BEGIN Supplied information

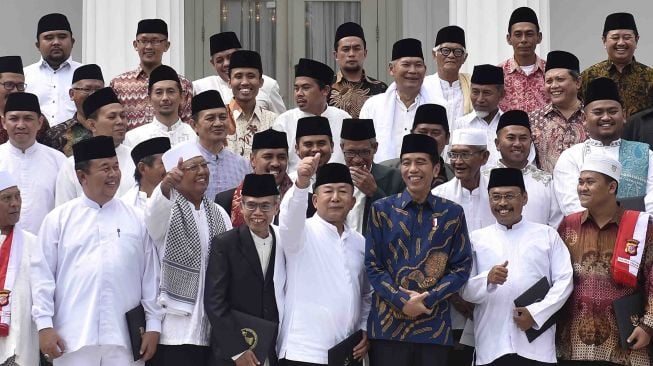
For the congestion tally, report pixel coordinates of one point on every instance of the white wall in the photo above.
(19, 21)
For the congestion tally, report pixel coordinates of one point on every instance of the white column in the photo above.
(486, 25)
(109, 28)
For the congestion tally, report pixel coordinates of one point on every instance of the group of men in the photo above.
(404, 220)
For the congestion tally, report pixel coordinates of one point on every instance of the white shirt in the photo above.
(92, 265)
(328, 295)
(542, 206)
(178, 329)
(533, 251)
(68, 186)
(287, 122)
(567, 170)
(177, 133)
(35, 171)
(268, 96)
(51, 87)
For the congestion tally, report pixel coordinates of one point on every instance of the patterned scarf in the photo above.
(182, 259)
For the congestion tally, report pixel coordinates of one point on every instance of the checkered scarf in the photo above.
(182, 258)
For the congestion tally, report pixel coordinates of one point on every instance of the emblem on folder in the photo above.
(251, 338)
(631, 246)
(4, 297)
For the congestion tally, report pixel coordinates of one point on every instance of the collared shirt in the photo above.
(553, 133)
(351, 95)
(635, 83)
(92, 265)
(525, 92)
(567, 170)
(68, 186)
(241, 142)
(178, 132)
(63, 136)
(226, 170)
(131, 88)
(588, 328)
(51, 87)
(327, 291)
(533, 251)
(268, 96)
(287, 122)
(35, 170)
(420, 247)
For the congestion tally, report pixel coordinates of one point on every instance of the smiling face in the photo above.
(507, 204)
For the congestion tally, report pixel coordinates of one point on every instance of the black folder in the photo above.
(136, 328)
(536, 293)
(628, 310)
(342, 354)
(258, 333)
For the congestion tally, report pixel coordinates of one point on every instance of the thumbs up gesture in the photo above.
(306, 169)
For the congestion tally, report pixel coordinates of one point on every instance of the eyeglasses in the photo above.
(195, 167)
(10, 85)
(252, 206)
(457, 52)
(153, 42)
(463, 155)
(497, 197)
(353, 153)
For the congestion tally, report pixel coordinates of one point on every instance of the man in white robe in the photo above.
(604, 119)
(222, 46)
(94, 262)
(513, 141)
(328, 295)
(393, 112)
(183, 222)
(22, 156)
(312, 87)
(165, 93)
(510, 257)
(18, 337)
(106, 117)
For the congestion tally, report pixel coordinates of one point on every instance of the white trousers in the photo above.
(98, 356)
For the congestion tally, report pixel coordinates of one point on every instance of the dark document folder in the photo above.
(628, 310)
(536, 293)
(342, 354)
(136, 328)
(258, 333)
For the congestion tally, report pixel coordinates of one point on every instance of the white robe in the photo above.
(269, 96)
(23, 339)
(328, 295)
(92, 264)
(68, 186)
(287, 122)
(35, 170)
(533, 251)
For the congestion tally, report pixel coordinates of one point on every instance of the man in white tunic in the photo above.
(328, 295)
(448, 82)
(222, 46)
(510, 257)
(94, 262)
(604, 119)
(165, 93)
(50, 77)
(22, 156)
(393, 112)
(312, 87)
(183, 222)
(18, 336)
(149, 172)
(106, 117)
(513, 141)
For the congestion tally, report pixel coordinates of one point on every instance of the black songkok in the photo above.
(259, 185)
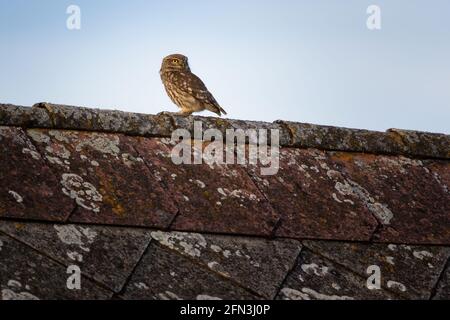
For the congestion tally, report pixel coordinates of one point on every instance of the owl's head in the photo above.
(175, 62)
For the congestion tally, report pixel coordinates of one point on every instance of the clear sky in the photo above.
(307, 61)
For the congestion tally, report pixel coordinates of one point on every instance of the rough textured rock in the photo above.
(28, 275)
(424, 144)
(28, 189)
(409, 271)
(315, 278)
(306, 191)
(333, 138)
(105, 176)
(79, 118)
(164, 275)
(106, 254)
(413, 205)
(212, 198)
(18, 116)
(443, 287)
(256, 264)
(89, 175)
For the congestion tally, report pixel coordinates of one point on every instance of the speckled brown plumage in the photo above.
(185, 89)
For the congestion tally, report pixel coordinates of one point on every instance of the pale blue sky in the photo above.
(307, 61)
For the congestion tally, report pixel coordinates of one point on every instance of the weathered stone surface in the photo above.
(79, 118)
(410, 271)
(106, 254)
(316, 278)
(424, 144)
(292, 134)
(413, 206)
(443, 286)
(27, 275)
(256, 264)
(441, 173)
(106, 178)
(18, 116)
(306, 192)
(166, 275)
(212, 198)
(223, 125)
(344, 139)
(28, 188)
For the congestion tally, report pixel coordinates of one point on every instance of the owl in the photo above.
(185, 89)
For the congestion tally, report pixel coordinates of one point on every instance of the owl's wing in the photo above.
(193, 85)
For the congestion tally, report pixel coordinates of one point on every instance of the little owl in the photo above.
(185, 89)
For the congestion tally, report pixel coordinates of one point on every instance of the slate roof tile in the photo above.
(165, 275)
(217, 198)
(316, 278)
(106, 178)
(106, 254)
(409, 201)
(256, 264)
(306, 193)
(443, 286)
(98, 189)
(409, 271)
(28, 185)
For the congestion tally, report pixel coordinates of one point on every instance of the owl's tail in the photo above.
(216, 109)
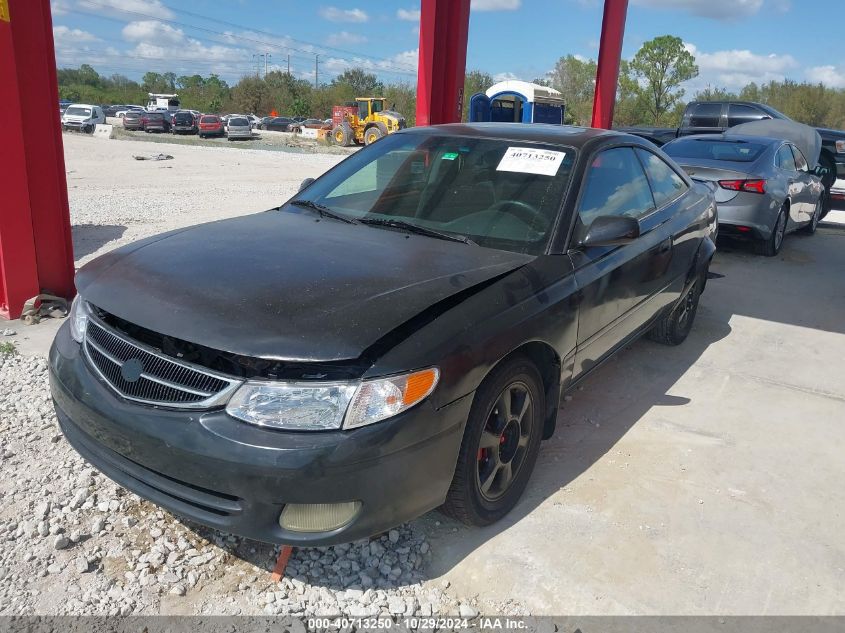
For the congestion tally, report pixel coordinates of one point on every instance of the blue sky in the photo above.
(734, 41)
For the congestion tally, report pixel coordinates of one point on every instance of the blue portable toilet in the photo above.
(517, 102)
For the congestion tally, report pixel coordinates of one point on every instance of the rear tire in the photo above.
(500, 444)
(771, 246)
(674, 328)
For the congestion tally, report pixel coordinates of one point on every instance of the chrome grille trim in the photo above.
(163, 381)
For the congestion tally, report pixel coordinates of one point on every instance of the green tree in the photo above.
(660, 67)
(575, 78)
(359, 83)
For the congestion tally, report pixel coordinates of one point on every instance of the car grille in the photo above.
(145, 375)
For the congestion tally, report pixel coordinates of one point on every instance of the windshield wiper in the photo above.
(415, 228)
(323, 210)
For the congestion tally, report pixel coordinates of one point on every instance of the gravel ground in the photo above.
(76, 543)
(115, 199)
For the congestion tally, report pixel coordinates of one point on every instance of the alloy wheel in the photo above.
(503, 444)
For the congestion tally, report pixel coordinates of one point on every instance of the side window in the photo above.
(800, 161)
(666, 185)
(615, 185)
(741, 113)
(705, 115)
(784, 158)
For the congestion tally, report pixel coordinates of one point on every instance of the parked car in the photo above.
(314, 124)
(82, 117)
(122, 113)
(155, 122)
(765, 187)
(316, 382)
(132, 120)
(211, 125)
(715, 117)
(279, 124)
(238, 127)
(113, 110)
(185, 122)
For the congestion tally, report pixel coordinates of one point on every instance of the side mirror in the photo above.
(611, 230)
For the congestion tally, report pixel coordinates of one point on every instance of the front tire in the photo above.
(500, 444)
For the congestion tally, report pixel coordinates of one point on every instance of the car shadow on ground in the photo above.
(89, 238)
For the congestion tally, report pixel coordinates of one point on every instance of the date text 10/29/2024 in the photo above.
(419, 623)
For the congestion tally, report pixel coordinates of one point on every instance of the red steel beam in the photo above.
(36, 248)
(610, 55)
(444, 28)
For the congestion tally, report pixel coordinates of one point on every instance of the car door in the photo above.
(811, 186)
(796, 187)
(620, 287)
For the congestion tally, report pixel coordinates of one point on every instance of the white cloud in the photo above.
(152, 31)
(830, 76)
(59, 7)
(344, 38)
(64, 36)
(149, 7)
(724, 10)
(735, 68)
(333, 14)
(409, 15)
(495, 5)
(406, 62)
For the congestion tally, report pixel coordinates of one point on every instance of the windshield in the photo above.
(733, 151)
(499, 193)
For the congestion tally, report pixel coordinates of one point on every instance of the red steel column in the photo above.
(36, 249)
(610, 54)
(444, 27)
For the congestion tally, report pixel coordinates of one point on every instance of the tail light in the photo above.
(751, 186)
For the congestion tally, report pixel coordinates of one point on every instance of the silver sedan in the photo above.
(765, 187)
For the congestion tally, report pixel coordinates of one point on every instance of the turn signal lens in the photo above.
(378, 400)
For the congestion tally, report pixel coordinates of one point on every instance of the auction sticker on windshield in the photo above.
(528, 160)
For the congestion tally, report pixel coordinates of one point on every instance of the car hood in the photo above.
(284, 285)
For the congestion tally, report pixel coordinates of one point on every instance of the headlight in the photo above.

END Supplied information

Goal of the exercise: Print each line, starting with the one that contains "steel column in the photo above." and ending with the last line of the data, exactly as it stands and with no other lines.

Exercise result:
For the congestion tally, report pixel coordinates of one point on every instance of the red steel column in the photo above.
(36, 249)
(610, 54)
(444, 27)
For the congestion tally, report pixel coordinates of one point on every instance of the tail light in the photo above.
(751, 186)
For the congestion tally, report pixel coordinates of one point on every instance of the silver sedan in the photo above.
(765, 187)
For the congestion tally, report pixel coordinates of one point on every instance of the turn signal lens in the photo above.
(378, 400)
For the congestion tally, report pixel coordinates of one point on every instance of the auction sticker on windshield in the photo above.
(528, 160)
For the congestion tally, report pixel coordinates of one point on every instance of the car hood in the photo above.
(284, 285)
For the congestion tally, report pixel coordinates of one point on every instance of the headlight in the photo above.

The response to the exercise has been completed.